═════ TEXT SEGMENT ═════

But then my heart skipped a few beats and anxiety set in. I was brought back to the morning of the crash, the moment the news was confirmed. Rishi had walked out into the hall, pacing, as he does when he gets upset. I was sitting alone in our room in utter shock. I completely broke down. Rocking back and forth, my head in my tear-soaked hands, I repeatedly muttered, “This is completely my fault.” And then I screamed it out loud. Rishi came to console me, urging me to stop thinking this way.
In the full-on week that followed, I did not have a moment even for grief, let alone the lurking fear that I had caused Darcy’s death. I was unaware that guilt lingered, along with the shadows that fed it. From time to time, I would notice thoughts like “If only Darcy had never met me” rattle through my mind. I was scared that people would blame me: “Well, she gave him this guidance, and he got on a plane and died, so it is her fault.” Deep down, I was terrified they would be right.
After I stared at Darcy’s notes, I lay on the couch in my music studio to consider the meaning of what I had seen. Once again, my meditation practice led me to deeper presence. As my body softened into the sofa, I began to welcome the fear, exactly as it was.
I recalled how I had been held within a perfect field of light to witness the spiritual unfolding that had taken place in Darcy’s final moments. I opened now to a luminous expanse of unity, the shimmering fabric of life. I rested into its light filaments, while my soul sought the fullness of truth.
In the stillness of my mind, I scanned my body through the wreckage of the week. I felt a jagged, heavy, metallic weight in my torso, as though a fragment of the plane had lodged into my chest. In the infinite light of the heart, I finally realized this weight was not mine to carry. These fears served no one.
I had never insisted Darcy go to Africa. He went by choice. He was fulfilling his dharma, his passion, his calling. He served selflessly, willing to go where he needed to go, absolutely and unquestionably committed to the immediate success of MAPS.

═════ DATA LINES ═════

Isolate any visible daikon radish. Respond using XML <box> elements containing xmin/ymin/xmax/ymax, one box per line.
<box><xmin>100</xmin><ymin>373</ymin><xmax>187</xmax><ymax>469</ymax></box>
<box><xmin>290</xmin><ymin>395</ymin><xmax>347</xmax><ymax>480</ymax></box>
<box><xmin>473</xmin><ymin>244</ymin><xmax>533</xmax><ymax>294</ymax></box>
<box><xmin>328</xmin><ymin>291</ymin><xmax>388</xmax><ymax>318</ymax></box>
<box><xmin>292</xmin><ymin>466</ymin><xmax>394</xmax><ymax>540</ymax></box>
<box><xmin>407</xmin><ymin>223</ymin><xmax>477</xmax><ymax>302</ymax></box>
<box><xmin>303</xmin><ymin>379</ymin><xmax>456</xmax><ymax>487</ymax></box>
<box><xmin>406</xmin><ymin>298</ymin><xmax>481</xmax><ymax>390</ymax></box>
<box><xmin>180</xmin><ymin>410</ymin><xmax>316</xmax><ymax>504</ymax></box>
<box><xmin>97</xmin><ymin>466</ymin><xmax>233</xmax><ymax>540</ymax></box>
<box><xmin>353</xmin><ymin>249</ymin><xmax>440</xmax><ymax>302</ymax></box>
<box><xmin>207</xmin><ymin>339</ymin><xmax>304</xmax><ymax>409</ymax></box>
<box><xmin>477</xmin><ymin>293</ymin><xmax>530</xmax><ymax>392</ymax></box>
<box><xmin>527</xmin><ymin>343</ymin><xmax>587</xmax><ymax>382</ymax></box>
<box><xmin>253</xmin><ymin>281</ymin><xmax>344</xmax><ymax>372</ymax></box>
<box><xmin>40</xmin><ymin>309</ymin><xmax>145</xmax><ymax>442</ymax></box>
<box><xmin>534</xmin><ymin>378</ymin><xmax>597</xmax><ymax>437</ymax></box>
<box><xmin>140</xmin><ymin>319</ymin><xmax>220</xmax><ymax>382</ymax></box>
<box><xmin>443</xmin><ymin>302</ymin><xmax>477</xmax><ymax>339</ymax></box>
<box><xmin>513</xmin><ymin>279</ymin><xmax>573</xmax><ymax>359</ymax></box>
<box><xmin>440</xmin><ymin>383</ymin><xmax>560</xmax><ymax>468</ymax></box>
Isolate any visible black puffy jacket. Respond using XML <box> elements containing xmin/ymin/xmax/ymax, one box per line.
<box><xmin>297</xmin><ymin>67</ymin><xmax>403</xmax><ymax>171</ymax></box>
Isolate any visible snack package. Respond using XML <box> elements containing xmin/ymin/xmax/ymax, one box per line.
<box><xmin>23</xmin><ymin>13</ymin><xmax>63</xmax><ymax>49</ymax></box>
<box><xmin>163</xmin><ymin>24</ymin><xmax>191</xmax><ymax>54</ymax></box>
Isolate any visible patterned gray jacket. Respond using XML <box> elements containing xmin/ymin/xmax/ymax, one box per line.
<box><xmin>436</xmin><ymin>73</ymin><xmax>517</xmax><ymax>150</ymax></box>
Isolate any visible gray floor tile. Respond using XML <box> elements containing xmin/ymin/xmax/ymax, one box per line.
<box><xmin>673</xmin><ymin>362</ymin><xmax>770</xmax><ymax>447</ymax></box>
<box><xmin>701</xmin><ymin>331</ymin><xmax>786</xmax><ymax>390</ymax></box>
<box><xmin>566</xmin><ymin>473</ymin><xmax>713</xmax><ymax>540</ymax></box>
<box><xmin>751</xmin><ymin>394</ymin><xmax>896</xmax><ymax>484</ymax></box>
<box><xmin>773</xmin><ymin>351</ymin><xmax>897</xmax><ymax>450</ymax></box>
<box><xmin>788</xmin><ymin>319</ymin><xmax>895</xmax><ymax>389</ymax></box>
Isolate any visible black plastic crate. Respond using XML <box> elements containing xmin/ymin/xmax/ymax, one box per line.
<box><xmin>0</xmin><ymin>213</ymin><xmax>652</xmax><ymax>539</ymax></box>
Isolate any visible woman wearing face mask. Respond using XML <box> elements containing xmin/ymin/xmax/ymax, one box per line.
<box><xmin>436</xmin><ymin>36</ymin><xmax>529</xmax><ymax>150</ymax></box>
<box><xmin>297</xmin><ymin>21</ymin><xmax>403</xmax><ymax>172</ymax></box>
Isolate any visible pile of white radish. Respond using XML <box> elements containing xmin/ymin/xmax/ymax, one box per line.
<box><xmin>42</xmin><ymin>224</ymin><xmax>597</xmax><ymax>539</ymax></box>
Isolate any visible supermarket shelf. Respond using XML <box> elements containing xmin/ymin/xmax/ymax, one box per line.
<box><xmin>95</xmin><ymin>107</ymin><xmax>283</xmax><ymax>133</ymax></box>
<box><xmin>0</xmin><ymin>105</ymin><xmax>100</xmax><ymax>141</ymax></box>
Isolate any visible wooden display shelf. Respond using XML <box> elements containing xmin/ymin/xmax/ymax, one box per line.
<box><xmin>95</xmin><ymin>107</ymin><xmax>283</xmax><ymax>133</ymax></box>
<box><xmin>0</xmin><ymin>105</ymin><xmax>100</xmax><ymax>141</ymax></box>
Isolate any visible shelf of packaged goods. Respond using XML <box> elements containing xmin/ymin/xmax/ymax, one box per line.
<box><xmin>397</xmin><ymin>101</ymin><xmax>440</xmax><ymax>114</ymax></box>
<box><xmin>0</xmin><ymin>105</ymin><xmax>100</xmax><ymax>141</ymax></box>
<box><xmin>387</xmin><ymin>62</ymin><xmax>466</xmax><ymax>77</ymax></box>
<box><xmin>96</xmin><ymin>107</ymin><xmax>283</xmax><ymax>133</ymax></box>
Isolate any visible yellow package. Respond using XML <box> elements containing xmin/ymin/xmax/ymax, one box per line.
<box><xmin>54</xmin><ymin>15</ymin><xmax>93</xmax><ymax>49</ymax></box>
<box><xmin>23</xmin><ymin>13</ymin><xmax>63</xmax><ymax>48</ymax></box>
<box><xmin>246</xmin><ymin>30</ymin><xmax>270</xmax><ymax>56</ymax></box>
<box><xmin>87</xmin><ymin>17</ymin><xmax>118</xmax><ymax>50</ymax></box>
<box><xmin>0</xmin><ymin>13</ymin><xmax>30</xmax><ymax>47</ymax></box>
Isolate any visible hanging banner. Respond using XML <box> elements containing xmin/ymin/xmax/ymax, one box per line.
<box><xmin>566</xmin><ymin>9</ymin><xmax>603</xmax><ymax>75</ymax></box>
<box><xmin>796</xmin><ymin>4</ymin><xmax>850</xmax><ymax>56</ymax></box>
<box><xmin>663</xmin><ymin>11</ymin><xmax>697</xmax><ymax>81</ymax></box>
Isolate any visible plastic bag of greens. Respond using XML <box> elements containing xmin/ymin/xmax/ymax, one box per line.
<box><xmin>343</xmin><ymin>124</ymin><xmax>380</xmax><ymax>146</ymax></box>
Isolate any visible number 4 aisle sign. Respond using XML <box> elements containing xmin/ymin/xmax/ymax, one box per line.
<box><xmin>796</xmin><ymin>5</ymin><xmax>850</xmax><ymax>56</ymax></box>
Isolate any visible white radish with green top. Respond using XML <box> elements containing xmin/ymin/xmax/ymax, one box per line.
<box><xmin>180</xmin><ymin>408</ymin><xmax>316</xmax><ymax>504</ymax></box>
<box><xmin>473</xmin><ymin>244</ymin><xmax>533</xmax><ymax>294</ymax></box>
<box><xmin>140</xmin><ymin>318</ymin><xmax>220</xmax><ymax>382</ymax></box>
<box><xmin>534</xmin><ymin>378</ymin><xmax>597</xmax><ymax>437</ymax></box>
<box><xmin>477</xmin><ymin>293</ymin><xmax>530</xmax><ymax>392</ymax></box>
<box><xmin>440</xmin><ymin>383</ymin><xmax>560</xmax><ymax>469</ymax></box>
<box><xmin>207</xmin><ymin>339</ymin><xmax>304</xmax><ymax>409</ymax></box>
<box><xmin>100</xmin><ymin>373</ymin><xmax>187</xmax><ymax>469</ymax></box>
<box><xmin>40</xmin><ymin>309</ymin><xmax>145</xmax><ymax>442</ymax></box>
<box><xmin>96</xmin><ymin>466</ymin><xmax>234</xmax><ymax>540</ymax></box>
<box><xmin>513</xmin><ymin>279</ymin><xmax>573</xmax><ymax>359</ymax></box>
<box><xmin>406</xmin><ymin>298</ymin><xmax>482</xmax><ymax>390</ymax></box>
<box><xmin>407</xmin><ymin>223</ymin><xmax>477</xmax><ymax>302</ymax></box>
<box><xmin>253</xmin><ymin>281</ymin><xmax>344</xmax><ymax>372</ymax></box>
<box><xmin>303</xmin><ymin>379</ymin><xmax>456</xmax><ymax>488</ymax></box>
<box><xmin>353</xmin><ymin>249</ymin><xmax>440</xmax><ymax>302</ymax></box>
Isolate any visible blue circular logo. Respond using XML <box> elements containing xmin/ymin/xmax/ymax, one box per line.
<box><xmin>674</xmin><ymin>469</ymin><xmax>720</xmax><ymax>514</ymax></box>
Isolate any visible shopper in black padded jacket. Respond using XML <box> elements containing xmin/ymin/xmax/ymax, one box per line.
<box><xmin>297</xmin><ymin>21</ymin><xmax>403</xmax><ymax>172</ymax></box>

═════

TASKS AND EXERCISES:
**A.** Answer these about the passage on Darcy's death:
(i) What did Rishi do right after the news of the crash was confirmed?
(ii) Where did the narrator lie down after staring at Darcy's notes?
(iii) What did the narrator feel lodged in the torso?
**B.** Extend the passage on Darcy's death, starting right after its last sentence.
None of this work needs the data.

ANSWERS FOR THE EXERCISE:
**A.**
(i) He walked out into the hall and paced.
(ii) On the couch in the music studio.
(iii) A jagged, heavy, metallic weight, as though a fragment of the plane had lodged in the chest.

**B.**
In that moment, I sat up with an renewed impulse to lead the tasks of the day. I had come to fully accept that just as my part as CEO for MAPS had asked me to step aside from my personal agenda, Darcy had followed my lead and stepped aside from his own fears and comfort zones to serve MAPS.
I was now being called to take my stepping aside to the next level and trust my role as the mentor and guide for MAPS. My only purpose is to serve, open myself more deeply than ever to the gifts this moment brings, in all colours, shapes and sizes, and face whatever consequences may come when I stand for truth.
As I met the inevitable intensity of my day, my heart was breaking open to love, to rage, to terror. In the fullness of the now, I was standing amidst the storm of the complete human experience. There was so much emotion, vitality and aliveness. For to be in equanimity and balance did not mean living without feeling. To be in presence meant to be it all.
I was left with one choice: awakening to the inescapable reality of unity – unity with uncertainty and knowing. Through filaments of light, I was always interconnected with it all. Amidst the grief, the tears and the laughter, we are ever a part of a oneness reality. The shock of Darcy’s passing had jolted everyone at Parvati.org from any possible sleepy resistance to act in vivid unity.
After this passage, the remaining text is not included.